Point annotation records ->
★ ★ ★ ★ ★

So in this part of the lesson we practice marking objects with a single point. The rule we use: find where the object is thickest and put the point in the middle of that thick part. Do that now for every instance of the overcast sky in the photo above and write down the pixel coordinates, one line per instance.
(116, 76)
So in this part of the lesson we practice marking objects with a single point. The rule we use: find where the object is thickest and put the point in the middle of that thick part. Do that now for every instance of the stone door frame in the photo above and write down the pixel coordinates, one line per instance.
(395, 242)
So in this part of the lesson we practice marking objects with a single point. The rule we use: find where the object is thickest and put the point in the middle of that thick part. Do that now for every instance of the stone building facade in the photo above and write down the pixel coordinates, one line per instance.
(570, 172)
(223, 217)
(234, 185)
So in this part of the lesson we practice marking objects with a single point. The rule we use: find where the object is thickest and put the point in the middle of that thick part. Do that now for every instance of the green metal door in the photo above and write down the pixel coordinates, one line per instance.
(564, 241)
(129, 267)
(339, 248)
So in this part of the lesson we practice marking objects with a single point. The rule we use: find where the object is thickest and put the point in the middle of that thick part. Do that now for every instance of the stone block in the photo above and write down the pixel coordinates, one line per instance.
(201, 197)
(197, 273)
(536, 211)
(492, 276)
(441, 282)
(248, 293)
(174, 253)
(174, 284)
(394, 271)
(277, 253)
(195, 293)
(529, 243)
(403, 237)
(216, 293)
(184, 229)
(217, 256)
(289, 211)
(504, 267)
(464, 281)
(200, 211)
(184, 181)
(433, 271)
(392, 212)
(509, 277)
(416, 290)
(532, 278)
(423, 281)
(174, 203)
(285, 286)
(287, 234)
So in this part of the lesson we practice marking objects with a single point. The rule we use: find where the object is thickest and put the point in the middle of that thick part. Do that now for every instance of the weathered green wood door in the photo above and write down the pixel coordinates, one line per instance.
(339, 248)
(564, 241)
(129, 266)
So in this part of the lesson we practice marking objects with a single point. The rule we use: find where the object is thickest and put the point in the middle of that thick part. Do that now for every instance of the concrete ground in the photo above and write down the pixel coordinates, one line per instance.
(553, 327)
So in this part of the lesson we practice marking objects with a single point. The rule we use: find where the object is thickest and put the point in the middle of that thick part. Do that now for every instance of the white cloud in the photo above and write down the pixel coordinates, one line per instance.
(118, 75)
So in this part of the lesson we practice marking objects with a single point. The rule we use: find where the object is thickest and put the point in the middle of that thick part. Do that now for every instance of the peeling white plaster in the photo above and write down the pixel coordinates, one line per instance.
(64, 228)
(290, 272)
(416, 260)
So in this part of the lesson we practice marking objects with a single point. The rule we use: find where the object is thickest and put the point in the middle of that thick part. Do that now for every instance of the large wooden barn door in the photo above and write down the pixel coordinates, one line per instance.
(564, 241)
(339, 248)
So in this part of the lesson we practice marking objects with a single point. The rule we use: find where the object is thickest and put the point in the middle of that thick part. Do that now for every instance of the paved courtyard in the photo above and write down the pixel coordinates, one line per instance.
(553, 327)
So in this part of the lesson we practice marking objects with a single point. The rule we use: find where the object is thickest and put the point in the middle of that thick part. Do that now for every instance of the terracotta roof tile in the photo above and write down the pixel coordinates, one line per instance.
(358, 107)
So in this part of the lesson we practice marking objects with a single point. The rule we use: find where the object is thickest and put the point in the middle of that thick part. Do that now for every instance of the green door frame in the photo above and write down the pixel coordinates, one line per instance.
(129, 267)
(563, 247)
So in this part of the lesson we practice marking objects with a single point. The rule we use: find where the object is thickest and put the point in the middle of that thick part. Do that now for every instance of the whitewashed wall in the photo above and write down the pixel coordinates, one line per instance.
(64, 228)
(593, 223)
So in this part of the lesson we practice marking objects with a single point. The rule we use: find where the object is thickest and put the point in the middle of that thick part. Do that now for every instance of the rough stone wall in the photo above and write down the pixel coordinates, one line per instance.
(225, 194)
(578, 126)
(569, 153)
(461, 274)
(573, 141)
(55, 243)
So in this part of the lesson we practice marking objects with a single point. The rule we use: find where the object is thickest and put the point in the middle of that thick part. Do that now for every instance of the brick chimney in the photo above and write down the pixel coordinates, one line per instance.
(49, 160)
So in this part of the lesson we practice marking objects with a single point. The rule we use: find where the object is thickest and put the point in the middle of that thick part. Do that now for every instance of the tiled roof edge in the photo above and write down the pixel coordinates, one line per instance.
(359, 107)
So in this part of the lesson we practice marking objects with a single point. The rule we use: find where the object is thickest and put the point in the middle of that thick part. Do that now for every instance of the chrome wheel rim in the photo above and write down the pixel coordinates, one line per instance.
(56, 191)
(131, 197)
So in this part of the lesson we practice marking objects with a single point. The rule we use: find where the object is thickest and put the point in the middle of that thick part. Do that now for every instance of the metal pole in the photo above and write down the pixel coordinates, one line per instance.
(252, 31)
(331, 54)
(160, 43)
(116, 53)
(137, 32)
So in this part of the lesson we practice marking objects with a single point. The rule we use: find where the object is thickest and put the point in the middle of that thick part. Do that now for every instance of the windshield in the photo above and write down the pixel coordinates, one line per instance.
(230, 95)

★ ★ ★ ★ ★

JOB -> Copy out all of the items above, swapping "one line per instance" for "one row per instance" at every occurrence and keeping everything else unchanged.

EXERCISE RESPONSE ->
So in this part of the lesson we practice marking objects with a single point. The rule we use: find where the object is thickest and put the point in the middle of that thick part. Do that now for every instance of the overcast sky in the photo above and write down the pixel coordinates, one row per instance.
(116, 76)
So in this part of the lesson we practice marking objects with a single point. The rule we use: find where the object is thickest and put the point in the middle of that thick part. Do that now for every instance of the stone door frame in the photo above and write down the pixel coordinates, one row per instance.
(395, 242)
So in this part of the lesson we practice marking objects with a single point. The rule we use: find where the object is thickest and put the point in the middle of that thick part. Do that now for every instance of the stone building facade in the photo above and write down the pixel coordinates, one row per instance.
(570, 172)
(223, 217)
(234, 185)
So in this part of the lesson we practice marking objects with a single point. The rule we use: find where the object is thickest and put the point in the middle of that thick part. Do that now for every instance of the green metal door in the photo above and write down the pixel coordinates, one row per instance.
(564, 241)
(129, 267)
(339, 248)
So in this part of the lesson we practice marking objects with a single point. The rule we use: find where the object is thickest and put the point in the middle of that thick part. Do that now for every instance of the stone block in the photo above and write down the pixel coordinates, one row per instance.
(201, 197)
(197, 273)
(536, 211)
(492, 276)
(441, 282)
(248, 293)
(174, 253)
(174, 284)
(394, 271)
(277, 253)
(195, 293)
(529, 243)
(403, 237)
(216, 293)
(184, 229)
(217, 256)
(289, 211)
(504, 267)
(464, 281)
(200, 211)
(184, 181)
(433, 271)
(392, 212)
(509, 277)
(416, 290)
(532, 278)
(423, 281)
(174, 203)
(285, 286)
(287, 234)
So in this part of the lesson we practice marking objects with a single point. The rule we use: find where the object is thickest and put the point in the middle of that thick part. Do that now for every instance of the weathered green wood door in the photo above and write down the pixel coordinates, one row per instance.
(339, 248)
(564, 241)
(129, 266)
So in this part of the lesson we practice marking objects with a single point. The rule we use: find where the object is thickest and put the point in the middle of that thick part. Do that now for every instance of the concrete ground in the photo above and write down the pixel coordinates, one row per instance.
(553, 327)
So in this part of the lesson we practice marking objects with a single point. The rule we use: find where the object is thickest and put the point in the middle of that thick part. Do that now for every instance of the white cloud in the photo above and write down the pixel coordinates, one row per instance.
(118, 75)
So in this part of the lesson we practice marking objects with a single point. The rule we use: find where the object is thickest and put the point in the middle of that thick part. Do that now for every instance of the peeling white plaster in the photo above and write down the pixel coordinates, one row per instance.
(64, 228)
(290, 272)
(416, 260)
So in this part of the lesson we practice marking objects with a single point. The rule we use: find where the object is thickest and put the point in the middle of that thick part. Do that now for every instance of the large wooden barn door in the photo above and write down the pixel coordinates, one row per instance.
(564, 241)
(339, 248)
So in this part of the lesson we practice marking objects with a single point. The rule we use: find where the object is thickest and put the point in the middle of that thick part. Do that now for every instance of the paved courtyard in the photo above and write down the pixel coordinates, one row per instance.
(553, 327)
So in this part of the lesson we practice marking objects with a single point. The rule we use: find where the object is thickest and put the point in the middle of that thick part. Do that now for every instance of the terracotta roof tile in the photo above and write down the pixel coordinates, one row per instance.
(358, 107)
So in this part of the lesson we practice marking objects with a single point. The rule we use: find where the object is thickest and put the point in the middle of that thick part. Do that now for every instance of the green door frame in the photo above and write down the pixel coordinates, one row per instance.
(129, 267)
(563, 247)
So in this part of the lesson we practice marking objects with a single point. The rule we use: find where the object is thickest and put the point in the middle of that thick part. Do that now for every instance of the whitewashed wall in the photo above and write down the pixel coordinates, one row per instance.
(64, 228)
(593, 223)
So in this part of the lesson we practice marking objects with a single point. The rule we use: find where the object is thickest and put the point in the middle of that thick part. Do that now for every instance of the rough stone wall in the photo above and write down the pixel coordinates, one row per instance.
(225, 194)
(578, 126)
(569, 153)
(461, 274)
(573, 141)
(55, 243)
So in this part of the lesson we practice marking objects with a single point. The rule we use: find where the object is thickest and put the point in the middle of that thick part. Do that now for every instance of the brick chimney in the photo above and write down the pixel coordinates, one row per instance.
(49, 160)
So in this part of the lesson we practice marking objects with a single point. The rule we use: find where the object is thickest and put the point in the middle of that thick part. Do that now for every instance of the tiled roof edge in the photo above and write down the pixel coordinates, one row per instance.
(359, 107)
So in this part of the lesson we practice marking objects with a single point. The rule we use: find where the object is thickest and put the point in the middle of that thick part. Do that now for every instance of the chrome wheel rim in the photo above and write down the pixel coordinates, one row per instance.
(56, 191)
(131, 197)
So in this part of the lesson we practice marking objects with a single point. The rule we use: find where the object is thickest and put the point in the middle of that thick part. Do that now for every instance of the metal pole in the photo above and write down the pixel coordinates, one row per instance.
(252, 31)
(331, 54)
(160, 43)
(116, 53)
(137, 32)
So in this part of the lesson we practice marking objects with a single point. The rule we use: find where the object is thickest and put the point in the middle of that thick part. Do that now for every instance of the windshield in the photo above and write down the pixel coordinates, one row per instance.
(230, 95)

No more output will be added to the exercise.